**EXERCISE A**
Write out the part of the PR-versus-SEO discussion from "An extreme example, but" to "isolation any more.", copying it word for word.

The crux of the PR vs SEO debate tends to come down to who’s paying the bill. PR Directors are naturally more comfy with PR ideas… Marketing Directors (or e-Commerce people) are more so with traffic acquisition tactics. But the really interesting stuff happens when you blend the two together….
March 9th, 2009 at 11:00 pm
Organisations that don’t understand the difference between the SEO and PR skill-sets won’t be able to use them as effectively as their competitors? So organisations that do understand the differences will do as well as their competitors…
…but who wants that? I want to beat my competitors!
A website owner (PR, Marketing or IT) does need to understand the differences, but then ignore them. An organisation will only create real interest online if it encourages its PR, marketing, design, SEO, technical etc. etc. staff to collaborate.
An extreme example, but I don’t think any of us would have called Skittles ‘interesting’ before last week…love it or hate it, Mars threw away the SEO, PR, design, usability, accessibility and coding rulebooks in one go.
It couldn’t not work – who hasn’t now considered buying a packet of Skittles within the last week?! The purpose of online PR is perfectly clear, but as with anything, it’s the way you do it that counts.
Usability vs. accessibility, SEO vs. PR, code vs.design, copy vs. typography – you just can’t do any of these in isolation any more.
March 9th, 2009 at 11:24 pm
I’m also inclined not to be too precious in this war (although I am entirely guilty of having cooked it up a storm – see http://is.gd/mBKM/onlineprdebate )
Let us accept that Google ranking is an indication of reputation – not the be-all and end-all – but an index. And the one that everyone uses. Not the only index – but a really important one. So that makes PR an SEO exercise or SEO a PR one.
To sidetrack things once again, I’ve just published an article from an established SEO agency on ‘why technical SEO is dead’. They are already in your space, Lance.
March 10th, 2009 at 8:39 am
Many PR people seem to think that SEO is either a black art or something to be feared. They shouldn’t, they are doing it whether they realise it or not simply by operating on line.
Of course PR is about reputation management that is a given but we can’t pretend that the number or quality of visitors has become irrelevant and that’s where search comes in. Google has been famously described as a “reputation management engine”.
March 10th, 2009 at 10:34 am
There’s no easy division between SEO and PR as this debate shows! If part of a company’s overall communications strategy is to engage with customers, say, in an online community, then part of the engagement programme is to help them find that community… likely to be through Google. So SEO becomes part of overall communications or engagement strategy. But I completely agree that PR is about reputation, not just SEO. I think it makes sense to say they need to work together, in order to support the bigger picture of communications.
March 10th, 2009 at 11:13 am
Sorry (with all due respect) you’re talking poppy cock. This is the usual spiel that old style PR’s come out with when they feel threatened by the technological understanding required to run online PR successfully. The genie is out of the bottle – either come to terms with the technical aspects or stick to offline PR…
Oh and Online PR and SEO are intrinsically tied – that’s a fact, and it’s not going to change anytime soon……
March 10th, 2009 at 11:47 am
Thanks for all the comments. I should preface this by pointing out that I’m relatively technically minded for a PR person – I was the technical editor at Internet Magazine back when it was still running – and I do understand the importance of SEO and the nuts and bolts of how it works. And I’m not denying that a lot of what we do looks very similar to SEO.

**EXERCISE B**
Rewrite the records from their start through the line with "[74, 32, 255, 98]", switching "detector" to "locator" and leaving everything else as it is. Return only those lines.

**SUPPLIED MATERIAL**
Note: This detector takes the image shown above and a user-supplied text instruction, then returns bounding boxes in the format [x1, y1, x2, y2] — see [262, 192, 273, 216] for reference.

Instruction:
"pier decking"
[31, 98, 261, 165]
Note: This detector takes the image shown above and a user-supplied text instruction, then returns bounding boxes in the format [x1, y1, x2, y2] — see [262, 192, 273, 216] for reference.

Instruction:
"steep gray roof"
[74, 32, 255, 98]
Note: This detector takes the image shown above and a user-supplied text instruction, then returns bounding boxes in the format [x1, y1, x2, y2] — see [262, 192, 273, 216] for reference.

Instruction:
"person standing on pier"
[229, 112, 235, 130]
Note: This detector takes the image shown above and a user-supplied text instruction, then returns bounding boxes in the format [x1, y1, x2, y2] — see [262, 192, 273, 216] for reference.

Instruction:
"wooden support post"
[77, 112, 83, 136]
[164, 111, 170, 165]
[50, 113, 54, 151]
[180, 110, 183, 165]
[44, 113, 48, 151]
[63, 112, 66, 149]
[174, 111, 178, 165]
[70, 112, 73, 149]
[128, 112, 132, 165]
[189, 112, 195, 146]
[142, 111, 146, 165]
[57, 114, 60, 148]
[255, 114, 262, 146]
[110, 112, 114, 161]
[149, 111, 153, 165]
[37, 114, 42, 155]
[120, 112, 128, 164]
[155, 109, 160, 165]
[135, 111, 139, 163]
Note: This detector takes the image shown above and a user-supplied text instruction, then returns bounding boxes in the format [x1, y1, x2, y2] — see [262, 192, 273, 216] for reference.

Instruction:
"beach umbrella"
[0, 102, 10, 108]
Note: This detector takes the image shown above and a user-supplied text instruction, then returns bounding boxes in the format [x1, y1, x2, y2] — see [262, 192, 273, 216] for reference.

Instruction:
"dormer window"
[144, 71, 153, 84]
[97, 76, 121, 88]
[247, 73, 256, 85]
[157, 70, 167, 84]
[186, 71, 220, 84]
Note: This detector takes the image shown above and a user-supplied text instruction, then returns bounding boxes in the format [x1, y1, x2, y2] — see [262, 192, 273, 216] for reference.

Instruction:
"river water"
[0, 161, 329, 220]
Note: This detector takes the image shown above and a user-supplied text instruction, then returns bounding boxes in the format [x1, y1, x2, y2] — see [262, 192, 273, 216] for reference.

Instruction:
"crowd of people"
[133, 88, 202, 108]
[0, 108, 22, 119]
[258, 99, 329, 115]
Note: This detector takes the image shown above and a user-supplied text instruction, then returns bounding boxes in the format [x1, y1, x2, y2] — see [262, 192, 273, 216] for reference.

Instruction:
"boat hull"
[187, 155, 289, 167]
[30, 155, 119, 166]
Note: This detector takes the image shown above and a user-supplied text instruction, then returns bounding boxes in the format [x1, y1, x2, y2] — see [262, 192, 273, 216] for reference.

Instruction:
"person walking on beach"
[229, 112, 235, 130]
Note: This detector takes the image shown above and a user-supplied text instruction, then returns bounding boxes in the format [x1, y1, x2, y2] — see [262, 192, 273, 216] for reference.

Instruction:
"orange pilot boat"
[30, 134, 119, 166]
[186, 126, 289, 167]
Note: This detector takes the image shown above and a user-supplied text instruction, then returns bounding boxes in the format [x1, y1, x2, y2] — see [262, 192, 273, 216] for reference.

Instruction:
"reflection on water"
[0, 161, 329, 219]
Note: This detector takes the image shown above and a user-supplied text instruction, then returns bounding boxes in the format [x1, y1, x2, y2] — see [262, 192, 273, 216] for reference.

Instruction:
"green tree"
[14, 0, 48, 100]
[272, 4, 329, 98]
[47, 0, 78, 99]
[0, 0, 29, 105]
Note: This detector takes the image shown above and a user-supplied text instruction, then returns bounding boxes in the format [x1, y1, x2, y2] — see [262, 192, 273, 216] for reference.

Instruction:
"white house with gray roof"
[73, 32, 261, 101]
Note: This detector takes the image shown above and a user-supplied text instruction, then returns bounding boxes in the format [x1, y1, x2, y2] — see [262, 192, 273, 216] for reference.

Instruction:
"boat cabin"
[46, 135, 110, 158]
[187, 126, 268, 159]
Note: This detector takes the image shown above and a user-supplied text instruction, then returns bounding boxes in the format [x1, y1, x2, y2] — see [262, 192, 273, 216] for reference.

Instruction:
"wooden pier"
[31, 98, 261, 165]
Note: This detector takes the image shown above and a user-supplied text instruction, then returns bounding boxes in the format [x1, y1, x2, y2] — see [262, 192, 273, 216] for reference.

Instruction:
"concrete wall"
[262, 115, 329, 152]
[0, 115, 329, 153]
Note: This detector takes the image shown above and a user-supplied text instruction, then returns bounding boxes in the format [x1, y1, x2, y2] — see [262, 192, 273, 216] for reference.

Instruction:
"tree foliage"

**COMPLETE OUTPUT A**
An extreme example, but I don’t think any of us would have called Skittles ‘interesting’ before last week…love it or hate it, Mars threw away the SEO, PR, design, usability, accessibility and coding rulebooks in one go.
It couldn’t not work – who hasn’t now considered buying a packet of Skittles within the last week?! The purpose of online PR is perfectly clear, but as with anything, it’s the way you do it that counts.
Usability vs. accessibility, SEO vs. PR, code vs.design, copy vs. typography – you just can’t do any of these in isolation any more.

**COMPLETE OUTPUT B**
Note: This locator takes the image shown above and a user-supplied text instruction, then returns bounding boxes in the format [x1, y1, x2, y2] — see [262, 192, 273, 216] for reference.

Instruction:
"pier decking"
[31, 98, 261, 165]
Note: This locator takes the image shown above and a user-supplied text instruction, then returns bounding boxes in the format [x1, y1, x2, y2] — see [262, 192, 273, 216] for reference.

Instruction:
"steep gray roof"
[74, 32, 255, 98]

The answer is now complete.